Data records
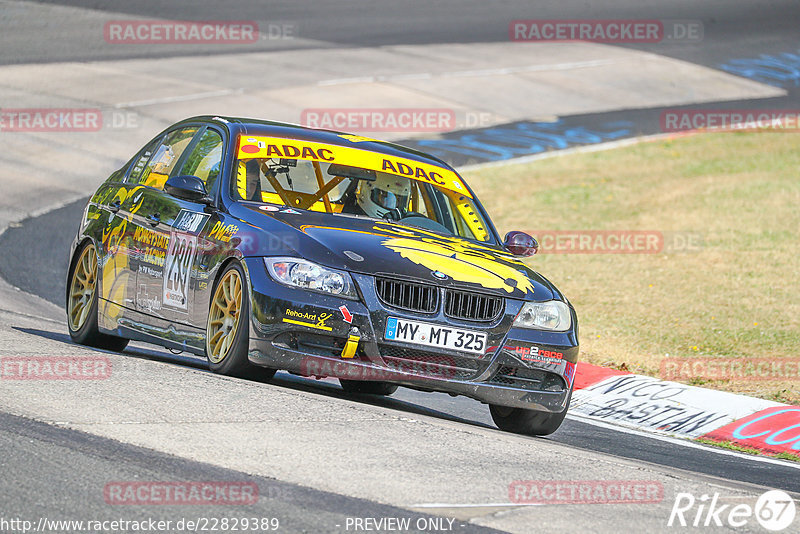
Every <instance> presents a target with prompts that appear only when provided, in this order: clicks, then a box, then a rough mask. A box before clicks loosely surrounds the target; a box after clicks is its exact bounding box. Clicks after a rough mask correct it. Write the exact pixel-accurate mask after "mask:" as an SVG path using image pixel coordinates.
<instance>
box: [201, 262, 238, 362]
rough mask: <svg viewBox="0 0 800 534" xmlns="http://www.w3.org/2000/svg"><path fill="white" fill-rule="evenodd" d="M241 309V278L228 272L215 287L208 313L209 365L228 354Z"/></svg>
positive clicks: (233, 273)
mask: <svg viewBox="0 0 800 534" xmlns="http://www.w3.org/2000/svg"><path fill="white" fill-rule="evenodd" d="M241 309H242V277H241V276H239V272H238V271H236V270H235V269H231V270H230V271H228V272H227V273H226V274H225V276H223V277H222V280H220V282H219V285H217V290H216V291H215V292H214V298H213V299H211V309H210V310H209V312H208V328H207V330H206V352H207V353H208V359H209V360H210V361H211V363H219V362H221V361H222V360H224V359H225V357H226V356H227V355H228V352H230V348H231V345H233V340H234V338H235V337H236V330H237V329H238V326H239V316H240V315H241V313H240V312H241Z"/></svg>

*Exercise prompt*:
Please repeat the entries above exactly, leaving out any pictures.

*Exercise result*:
Every <instance> presents a target with prompts that appear only when provided, in this order: clicks, then a box, then a rough mask. A box before clicks loosely surrounds the target; a box after clicks is its exact bounding box. Clicks after a rough mask correct it. Write the exact pixel-accurate mask after "mask:" as an SVG path using image pixel coordinates.
<instance>
box: [201, 262, 238, 362]
rough mask: <svg viewBox="0 0 800 534" xmlns="http://www.w3.org/2000/svg"><path fill="white" fill-rule="evenodd" d="M241 309V278L228 272L215 287L208 313L209 365L228 354Z"/></svg>
positive clicks: (233, 273)
mask: <svg viewBox="0 0 800 534" xmlns="http://www.w3.org/2000/svg"><path fill="white" fill-rule="evenodd" d="M241 309H242V277H241V276H239V272H238V271H236V270H235V269H231V270H230V271H228V272H227V273H226V274H225V276H223V277H222V280H220V282H219V285H217V290H216V291H215V292H214V298H213V299H211V309H210V310H209V312H208V328H207V330H206V352H207V353H208V359H209V360H210V361H211V363H219V362H221V361H222V360H224V359H225V357H226V356H227V355H228V352H230V348H231V345H233V340H234V338H235V337H236V330H237V329H238V326H239V316H240V315H241V313H240V312H241Z"/></svg>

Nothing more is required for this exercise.